# DATASET CONTENT

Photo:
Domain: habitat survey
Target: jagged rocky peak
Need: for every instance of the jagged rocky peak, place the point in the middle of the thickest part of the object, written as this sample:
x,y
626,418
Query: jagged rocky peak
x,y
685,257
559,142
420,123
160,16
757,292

--

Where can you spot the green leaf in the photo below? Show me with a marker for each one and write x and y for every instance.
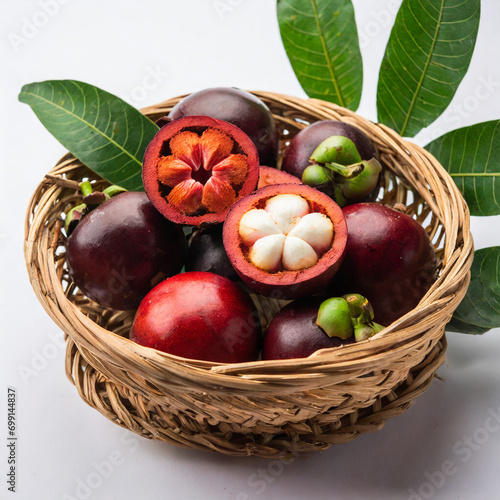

# TASK DETAILS
Only lines holding the word "every" belong in the answer; copy each one from the material.

# RESULT BELOW
Need: for every instance of the jagged rocky peak, place the point in the middle of the thickest part of the object, written as this sample:
Where can you spot the green leaf in the photo below? Show me with a marker for each one and write x and y for every instance.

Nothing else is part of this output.